> Exercise: Filter the lines below, keeping only those that contain the string "tulip". Case counts.

[start of Input records]

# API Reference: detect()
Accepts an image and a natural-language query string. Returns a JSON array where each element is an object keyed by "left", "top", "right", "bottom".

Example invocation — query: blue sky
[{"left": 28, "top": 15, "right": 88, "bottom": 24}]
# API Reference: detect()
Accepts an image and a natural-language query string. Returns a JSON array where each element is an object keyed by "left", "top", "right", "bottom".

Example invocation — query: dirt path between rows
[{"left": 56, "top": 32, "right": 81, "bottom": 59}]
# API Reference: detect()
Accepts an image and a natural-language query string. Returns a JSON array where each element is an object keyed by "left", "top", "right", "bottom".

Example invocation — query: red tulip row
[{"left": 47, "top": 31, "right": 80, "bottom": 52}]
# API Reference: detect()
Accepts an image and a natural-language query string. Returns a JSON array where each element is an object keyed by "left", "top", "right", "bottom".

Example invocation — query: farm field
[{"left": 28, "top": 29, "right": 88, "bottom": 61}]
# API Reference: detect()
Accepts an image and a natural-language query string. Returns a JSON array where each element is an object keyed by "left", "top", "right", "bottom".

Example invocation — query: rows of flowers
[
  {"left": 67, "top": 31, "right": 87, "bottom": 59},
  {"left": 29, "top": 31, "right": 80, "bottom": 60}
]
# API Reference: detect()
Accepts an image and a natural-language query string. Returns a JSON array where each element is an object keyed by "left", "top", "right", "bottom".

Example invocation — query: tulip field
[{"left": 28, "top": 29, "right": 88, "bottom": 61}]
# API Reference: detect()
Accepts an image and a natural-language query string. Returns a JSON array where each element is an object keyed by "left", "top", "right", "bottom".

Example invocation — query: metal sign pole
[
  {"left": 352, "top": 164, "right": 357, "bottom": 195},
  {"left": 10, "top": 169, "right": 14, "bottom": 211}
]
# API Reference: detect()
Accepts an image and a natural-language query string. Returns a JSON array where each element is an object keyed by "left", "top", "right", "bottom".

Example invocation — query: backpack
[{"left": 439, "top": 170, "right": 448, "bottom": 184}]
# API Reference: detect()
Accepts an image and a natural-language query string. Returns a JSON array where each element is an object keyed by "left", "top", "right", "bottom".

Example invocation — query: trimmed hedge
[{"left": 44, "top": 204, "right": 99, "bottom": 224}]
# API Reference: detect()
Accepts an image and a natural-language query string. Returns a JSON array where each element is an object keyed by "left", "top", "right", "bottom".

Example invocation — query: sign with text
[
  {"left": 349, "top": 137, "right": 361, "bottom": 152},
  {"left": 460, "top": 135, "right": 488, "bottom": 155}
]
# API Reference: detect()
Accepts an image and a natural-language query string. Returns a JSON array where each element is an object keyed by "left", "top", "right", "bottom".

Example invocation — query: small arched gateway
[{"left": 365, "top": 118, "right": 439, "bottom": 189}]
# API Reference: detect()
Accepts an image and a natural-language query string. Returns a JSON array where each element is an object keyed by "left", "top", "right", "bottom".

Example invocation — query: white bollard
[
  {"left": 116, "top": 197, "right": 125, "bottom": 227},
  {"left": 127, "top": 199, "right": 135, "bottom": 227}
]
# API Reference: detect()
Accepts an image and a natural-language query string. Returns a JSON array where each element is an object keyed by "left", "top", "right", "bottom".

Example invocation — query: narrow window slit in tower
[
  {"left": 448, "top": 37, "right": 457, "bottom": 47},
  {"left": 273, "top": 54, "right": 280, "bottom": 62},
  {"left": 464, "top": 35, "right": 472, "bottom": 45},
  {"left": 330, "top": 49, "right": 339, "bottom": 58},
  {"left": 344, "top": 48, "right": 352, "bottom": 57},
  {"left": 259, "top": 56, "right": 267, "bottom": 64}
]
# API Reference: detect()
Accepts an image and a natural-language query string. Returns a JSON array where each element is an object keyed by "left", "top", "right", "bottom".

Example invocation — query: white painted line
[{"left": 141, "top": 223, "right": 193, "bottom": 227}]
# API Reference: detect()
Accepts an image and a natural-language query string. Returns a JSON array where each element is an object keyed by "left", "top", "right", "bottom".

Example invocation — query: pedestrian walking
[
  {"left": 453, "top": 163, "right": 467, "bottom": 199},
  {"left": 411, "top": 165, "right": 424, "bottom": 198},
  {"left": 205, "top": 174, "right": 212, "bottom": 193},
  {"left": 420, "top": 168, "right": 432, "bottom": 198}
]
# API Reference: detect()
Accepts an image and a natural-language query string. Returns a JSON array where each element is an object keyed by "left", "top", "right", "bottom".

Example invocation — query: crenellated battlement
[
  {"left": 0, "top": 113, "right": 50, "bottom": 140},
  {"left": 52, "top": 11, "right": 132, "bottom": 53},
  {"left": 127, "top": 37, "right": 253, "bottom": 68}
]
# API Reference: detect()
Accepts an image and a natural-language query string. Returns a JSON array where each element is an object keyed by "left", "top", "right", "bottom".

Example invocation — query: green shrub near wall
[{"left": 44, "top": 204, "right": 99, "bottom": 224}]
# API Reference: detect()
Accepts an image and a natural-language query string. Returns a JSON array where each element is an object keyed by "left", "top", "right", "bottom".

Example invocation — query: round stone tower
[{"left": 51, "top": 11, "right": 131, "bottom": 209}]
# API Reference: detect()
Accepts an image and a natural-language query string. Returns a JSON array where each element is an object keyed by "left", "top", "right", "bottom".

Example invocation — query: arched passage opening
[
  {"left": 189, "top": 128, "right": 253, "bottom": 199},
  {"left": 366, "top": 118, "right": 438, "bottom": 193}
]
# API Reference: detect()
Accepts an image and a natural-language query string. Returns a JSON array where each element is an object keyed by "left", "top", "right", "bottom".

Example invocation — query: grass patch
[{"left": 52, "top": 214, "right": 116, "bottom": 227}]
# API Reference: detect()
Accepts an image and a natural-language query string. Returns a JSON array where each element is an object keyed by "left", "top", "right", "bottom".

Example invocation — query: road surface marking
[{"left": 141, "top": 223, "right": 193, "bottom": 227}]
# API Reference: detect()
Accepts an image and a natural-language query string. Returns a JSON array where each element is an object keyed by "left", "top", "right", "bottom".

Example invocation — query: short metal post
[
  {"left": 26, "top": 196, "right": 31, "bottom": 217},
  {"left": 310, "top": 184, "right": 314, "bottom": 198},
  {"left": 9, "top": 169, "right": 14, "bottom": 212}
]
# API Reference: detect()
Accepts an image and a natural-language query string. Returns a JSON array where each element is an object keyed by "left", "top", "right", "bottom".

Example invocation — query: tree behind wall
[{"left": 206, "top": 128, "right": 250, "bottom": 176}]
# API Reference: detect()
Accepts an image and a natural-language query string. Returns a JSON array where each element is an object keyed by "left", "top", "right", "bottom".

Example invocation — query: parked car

[end of Input records]

> Task result:
Example invocation — query: red tulip row
Example invocation — query: tulip field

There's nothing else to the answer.